(Beginning of DATA RECORDS)
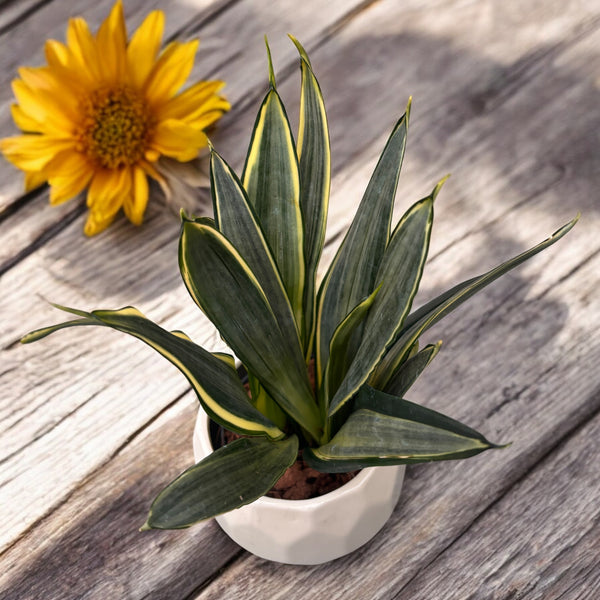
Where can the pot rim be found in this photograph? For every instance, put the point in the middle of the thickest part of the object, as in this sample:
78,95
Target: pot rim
202,434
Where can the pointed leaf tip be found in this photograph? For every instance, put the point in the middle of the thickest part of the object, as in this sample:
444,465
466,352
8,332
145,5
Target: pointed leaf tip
270,60
301,50
408,107
438,186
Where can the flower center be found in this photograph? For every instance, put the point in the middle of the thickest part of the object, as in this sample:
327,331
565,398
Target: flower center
115,128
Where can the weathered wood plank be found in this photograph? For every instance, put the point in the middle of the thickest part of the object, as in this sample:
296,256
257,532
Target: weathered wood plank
98,274
440,502
91,546
491,112
526,548
241,64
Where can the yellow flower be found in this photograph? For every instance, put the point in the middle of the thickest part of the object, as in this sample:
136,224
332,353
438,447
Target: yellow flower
104,110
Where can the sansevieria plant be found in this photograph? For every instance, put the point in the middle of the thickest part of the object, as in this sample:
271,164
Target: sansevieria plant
253,272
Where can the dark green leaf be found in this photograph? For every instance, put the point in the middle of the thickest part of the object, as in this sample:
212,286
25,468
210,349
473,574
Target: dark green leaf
213,378
237,221
224,287
399,276
408,372
371,438
352,274
315,175
271,180
430,313
230,477
339,355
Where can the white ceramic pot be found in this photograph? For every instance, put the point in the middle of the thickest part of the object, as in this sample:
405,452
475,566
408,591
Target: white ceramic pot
308,532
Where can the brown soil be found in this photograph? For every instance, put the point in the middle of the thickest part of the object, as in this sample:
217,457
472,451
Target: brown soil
300,482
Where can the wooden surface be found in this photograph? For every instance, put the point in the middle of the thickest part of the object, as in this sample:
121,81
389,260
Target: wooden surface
92,425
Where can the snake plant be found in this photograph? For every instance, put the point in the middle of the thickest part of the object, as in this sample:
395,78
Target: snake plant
252,270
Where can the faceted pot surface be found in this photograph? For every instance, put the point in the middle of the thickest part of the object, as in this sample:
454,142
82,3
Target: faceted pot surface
312,531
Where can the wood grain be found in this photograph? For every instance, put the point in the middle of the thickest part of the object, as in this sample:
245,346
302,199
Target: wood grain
92,424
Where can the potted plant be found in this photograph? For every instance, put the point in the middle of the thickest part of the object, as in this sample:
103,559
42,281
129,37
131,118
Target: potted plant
253,271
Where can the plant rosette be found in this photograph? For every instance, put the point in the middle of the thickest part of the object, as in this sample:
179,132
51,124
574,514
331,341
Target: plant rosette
312,531
252,270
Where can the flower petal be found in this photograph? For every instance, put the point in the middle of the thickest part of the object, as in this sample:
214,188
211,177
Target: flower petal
68,174
108,191
193,102
135,204
32,152
82,45
44,107
143,48
23,121
170,71
111,42
34,179
177,139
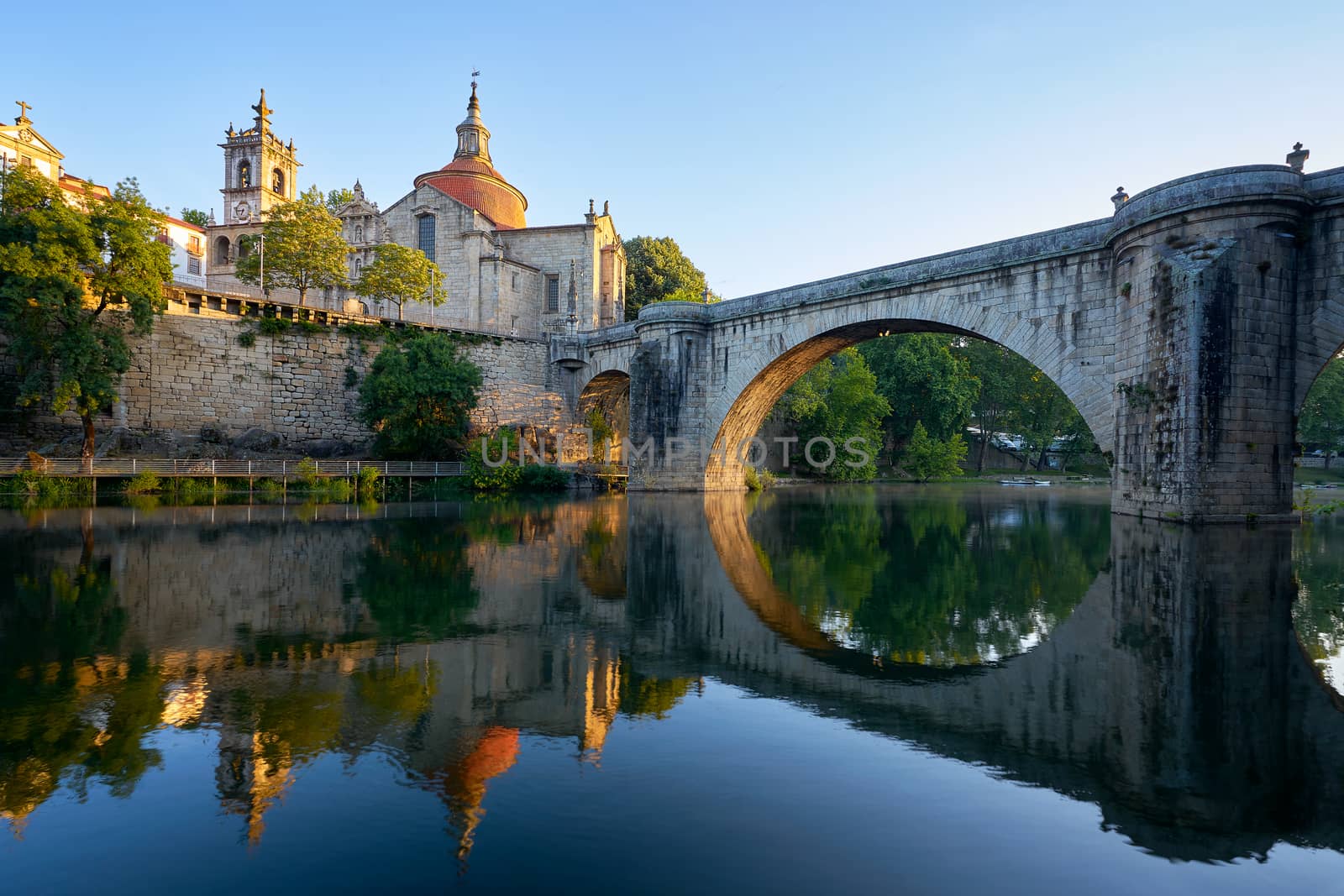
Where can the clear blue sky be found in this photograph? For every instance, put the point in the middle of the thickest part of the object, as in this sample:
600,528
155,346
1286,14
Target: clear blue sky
777,143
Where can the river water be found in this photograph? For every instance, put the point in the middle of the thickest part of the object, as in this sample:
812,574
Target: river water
898,689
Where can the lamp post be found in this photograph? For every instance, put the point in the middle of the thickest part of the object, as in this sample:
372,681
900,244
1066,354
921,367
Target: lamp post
261,265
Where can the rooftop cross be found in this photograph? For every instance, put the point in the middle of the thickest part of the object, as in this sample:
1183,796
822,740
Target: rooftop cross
262,112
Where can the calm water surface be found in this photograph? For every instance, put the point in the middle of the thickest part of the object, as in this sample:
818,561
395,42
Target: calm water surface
898,689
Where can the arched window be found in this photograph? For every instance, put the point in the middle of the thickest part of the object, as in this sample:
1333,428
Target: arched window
425,235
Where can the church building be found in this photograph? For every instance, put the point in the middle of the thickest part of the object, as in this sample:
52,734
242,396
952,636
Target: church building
501,275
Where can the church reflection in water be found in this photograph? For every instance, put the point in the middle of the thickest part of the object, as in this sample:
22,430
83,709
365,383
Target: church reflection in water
1152,671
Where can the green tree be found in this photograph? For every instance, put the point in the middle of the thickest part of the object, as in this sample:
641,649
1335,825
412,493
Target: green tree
60,270
398,275
418,396
302,248
336,199
922,380
656,270
927,457
1321,421
837,401
1001,374
1041,412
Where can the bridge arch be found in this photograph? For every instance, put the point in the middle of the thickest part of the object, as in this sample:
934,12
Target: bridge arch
766,372
609,394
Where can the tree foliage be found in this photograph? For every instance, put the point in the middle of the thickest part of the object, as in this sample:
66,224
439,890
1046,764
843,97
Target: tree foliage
656,270
401,275
837,399
1321,421
1003,375
927,458
62,268
302,248
417,398
924,382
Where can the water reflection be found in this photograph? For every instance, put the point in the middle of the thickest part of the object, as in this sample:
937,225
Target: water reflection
932,579
1162,679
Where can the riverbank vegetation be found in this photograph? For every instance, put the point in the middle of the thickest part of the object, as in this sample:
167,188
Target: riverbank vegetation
65,273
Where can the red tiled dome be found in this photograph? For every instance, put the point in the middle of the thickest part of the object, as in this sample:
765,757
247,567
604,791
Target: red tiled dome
479,186
472,181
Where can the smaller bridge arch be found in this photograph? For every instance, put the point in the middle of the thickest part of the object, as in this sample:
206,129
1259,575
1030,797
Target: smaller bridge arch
609,394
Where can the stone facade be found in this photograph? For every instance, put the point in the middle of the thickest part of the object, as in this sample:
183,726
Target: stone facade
499,275
192,372
1186,328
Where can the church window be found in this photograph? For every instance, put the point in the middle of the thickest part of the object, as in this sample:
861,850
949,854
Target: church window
553,293
427,235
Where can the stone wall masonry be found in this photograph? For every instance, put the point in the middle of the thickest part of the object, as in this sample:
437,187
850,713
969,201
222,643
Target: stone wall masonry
192,372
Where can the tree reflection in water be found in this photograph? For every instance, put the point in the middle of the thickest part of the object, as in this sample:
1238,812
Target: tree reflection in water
936,579
1166,691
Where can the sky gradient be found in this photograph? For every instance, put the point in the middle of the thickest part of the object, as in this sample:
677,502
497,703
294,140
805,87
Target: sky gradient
777,143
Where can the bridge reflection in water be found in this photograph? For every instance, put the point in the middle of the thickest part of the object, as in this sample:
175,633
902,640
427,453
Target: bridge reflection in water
1151,671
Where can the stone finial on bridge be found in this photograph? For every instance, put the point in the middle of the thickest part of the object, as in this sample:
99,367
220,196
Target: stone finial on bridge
1297,159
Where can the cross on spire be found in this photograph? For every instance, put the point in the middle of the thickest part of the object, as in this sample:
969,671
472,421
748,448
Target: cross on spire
262,112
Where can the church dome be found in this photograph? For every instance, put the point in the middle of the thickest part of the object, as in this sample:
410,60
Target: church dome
472,181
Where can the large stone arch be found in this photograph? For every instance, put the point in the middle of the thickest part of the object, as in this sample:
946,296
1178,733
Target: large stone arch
609,392
764,374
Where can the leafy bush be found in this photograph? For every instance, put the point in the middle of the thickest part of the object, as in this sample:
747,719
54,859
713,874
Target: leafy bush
927,457
144,483
308,473
417,398
367,479
272,325
543,477
483,477
508,476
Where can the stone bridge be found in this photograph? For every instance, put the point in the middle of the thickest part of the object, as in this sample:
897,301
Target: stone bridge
1186,328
(End of DATA RECORDS)
**WHAT TO PRODUCE**:
The data above should be repeated in full and exactly, with no pictures carried over.

**RESPONSE BELOW**:
Where can the pot rim be found in this photograph? For every instance, put the point in the middle of the thickest part of the object, as in this sample:
78,95
Target: pot rim
202,434
Where can the pointed leaf tip be found in this photograph? For every instance, put the point in the middle of the thickest part of the object, as in this sample:
444,465
466,352
8,332
145,5
Target: pointed leaf tip
270,60
301,50
408,107
438,186
Where can the flower center be found in this photograph? For every instance, put the point in the middle of the thickest part of the object, as in this sample:
327,331
565,398
Target: flower center
115,128
Where can the weathered wood plank be found in this photograph? For every instance, put the point in the middle of the thickest part of the object, as in this sample:
296,256
257,532
Target: weathered wood plank
98,274
440,502
91,546
491,112
526,548
241,64
Where can the yellow flower be found in this photograph? For every instance, put the point in the middle of the thickest part of the object, as in this sample:
136,224
332,353
438,447
Target: yellow flower
104,110
Where can the sansevieria plant be found in this photograph? For every instance, put the point in the middle of the thickest part of the object, as in this sample:
271,164
Target: sansevieria plant
253,272
Where can the dark green leaf be found in this photograph? For every instance, put the point in the middle of the thickest part of the object, as in this sample:
212,286
25,468
210,349
473,574
Target: dark green leaf
213,378
237,221
224,287
399,276
408,372
371,438
352,274
315,175
271,180
430,313
230,477
339,355
Where can the white ceramic pot be found in this photograph? For every instance, put the point in the middle of the thickest part of the object, as in this sample:
405,452
475,566
408,591
Target: white ceramic pot
308,532
Where can the brown soil be found in this photograph? For every instance, put the point in the middle of the thickest part of the object, as in this sample:
217,457
472,451
Target: brown soil
300,482
Where can the wooden surface be found in this photograph? For every instance, put the point in the middle of the thickest part of the object, as in this sample:
121,81
389,260
Target: wooden surface
92,425
Where can the snake plant be found in this photograph? For every instance, put the point in the middle of the thickest part of the object, as in this sample:
395,78
Target: snake plant
252,270
Where can the faceted pot surface be found in this photograph? For every instance, put the point in the middle of the thickest part of the object, as in this sample:
454,142
82,3
Target: faceted pot surface
312,531
Where can the wood grain be found in this photograph? For every instance, put the point in the middle of the thickest part of the object, as in this sample:
245,346
302,199
Target: wood grain
92,424
Where can the potted plant be found in this photograph? For every instance, put the point in the middle of the thickest part of the object, as in this sample:
103,559
42,281
129,37
131,118
Target: potted plant
253,271
Where can the plant rosette be found in this photograph? For every instance, put the point in the middle of the thickest part of the object, as in this sample:
179,132
51,124
574,514
331,341
Target: plant rosette
312,531
252,270
Where can the flower petal be found in this photograph? For every instance, put the point in the middle of the thickest part of the object, as in this sample:
214,188
211,177
Target: flower petal
68,174
108,191
193,102
135,204
32,152
82,45
44,107
143,48
23,121
170,71
111,42
34,179
177,139
Where can the clear blue sky be found in this photograph? For every instance, put the point in the middle of the thickest part of the object, as in this sample:
600,528
155,346
1286,14
Target: clear blue sky
777,143
Where can the river water be found in this photograph? For every instance, put the point in the middle of the thickest part of the object, as in this sample:
812,574
Target: river water
898,689
Where can the lamp post be found in this photograph? For every instance, put the point in the middle of the thickest part of the object, as in this sample:
372,681
900,244
1066,354
921,367
Target: lamp post
261,265
Where can the rooftop cross be found in this photograph? For every instance, put the point in the middle of the thickest part of the object, as in this sample:
1183,796
822,740
Target: rooftop cross
262,112
Where can the calm water surface be found in this photograph? For every instance, put the point in the middle of the thickest part of the object, as in this sample:
818,561
395,42
Target: calm water surface
898,689
Where can the arched window be found in this photograph? For every instance, put the point in the middle of the thickest part of the object, as in this sample:
1333,428
Target: arched window
425,235
Where can the church building be found in this photograph? For every instance, put the point in the middle of the thickest part of the object, as in this sample:
52,734
242,396
952,636
Target: church building
501,275
Where can the church reflection in water be found in this photograph? For every instance, put the point in the middle of the thickest part of the object, as in this sample:
22,430
83,709
365,383
Target: church reflection in water
1152,671
Where can the green tree be found in this photograph? For every instance, put the point in the middle of the thickest part of the object, as in this sample:
641,649
1335,825
412,493
Target: green tree
60,270
398,275
418,396
302,248
336,199
922,380
656,270
927,457
1321,421
837,401
1001,374
1041,412
Where can the bridge arch be found in this photograph? For every instance, put the point in the middle of the thickest part of the object, as in this sample:
934,12
Target: bridge arch
766,372
609,394
Where can the tree foliage be found in this photograph? For every instance, put the point in the middle of the thickest part of the object, as in this sample:
66,224
439,890
1046,764
843,97
Target: tree foliage
656,270
401,275
837,399
1321,421
1003,375
927,458
62,268
302,248
417,398
924,382
Where can the water reflection be found in this photograph? For every instance, put the point in the middle of the thickest part of the object, as in this sample:
937,225
Target: water reflection
932,579
1162,679
Where can the riverbank vegetation be found in this photograph? For every instance, put the point in the middle of the thickest part of the object, as in this sample:
167,188
Target: riverbank vegetation
65,273
Where can the red tiled dome be found in this photograph? For every instance, put the point in the middle of the thickest part of the object, as in this sample:
765,757
247,567
604,791
Target: red tiled dome
479,186
472,181
Where can the smaller bridge arch be found in this photograph? For every instance, put the point in the middle of the thickest part of the object, as in this sample:
206,129
1259,575
1030,797
Target: smaller bridge arch
609,394
Where can the stone facade be found in this photograph? For every instance, put the point in the middle of the thickest part of the object, as in this sample:
183,726
Target: stone facade
499,275
192,372
1186,328
Where can the church window be found in this photograph? For every instance, put the point in the middle of the thickest part of the object, as in this sample:
861,850
949,854
Target: church window
553,293
427,235
Where can the stone wall masonry be found in this photograph? For every instance, put the point in the middle of the thickest part of the object, as in this sample:
437,187
850,713
969,201
222,643
Target: stone wall masonry
192,372
Where can the tree reflection in water be found in this photograph? For every instance, put the point in the middle of the thickest part of the object, as in this sample:
1238,812
Target: tree reflection in water
936,579
1166,691
Where can the sky gradient be found in this photograph? For every instance, put the point in the middle of the thickest part of the object, as in this sample:
677,502
497,703
294,140
805,87
Target: sky gradient
777,143
Where can the bridge reflection in water be found in this photograph? For every instance, put the point in the middle of the thickest part of the object, as in this sample:
175,633
902,640
427,453
Target: bridge reflection in water
1151,671
Where can the stone finial on bridge be found in this photograph? For every instance, put the point in the middle of the thickest part of the object, as in this sample:
99,367
220,196
Target: stone finial on bridge
1297,159
Where can the cross on spire be found in this photograph? For every instance, put the point in the middle of the thickest part of the object, as in this sample:
969,671
472,421
748,448
Target: cross on spire
262,112
Where can the church dome be found in this photograph? For every instance, put the point in the middle of the thickest part of the object, as in this sample:
410,60
Target: church dome
472,181
Where can the large stone arch be found in this photograph? For every instance, put the point in the middle of the thickest part of the object, as in this sample:
946,296
1178,733
Target: large stone arch
609,392
764,374
Where can the leafy bush be found in this photograph? For every instance, put the point in the middle of the thickest part of the object, as in this sample:
747,719
54,859
713,874
Target: leafy bush
927,457
144,483
308,473
417,398
367,479
272,325
543,477
483,477
508,476
Where can the stone bridge be found in this photograph? For every instance, put the point in the middle of the thickest part of the object, as in this sample:
897,301
Target: stone bridge
1186,328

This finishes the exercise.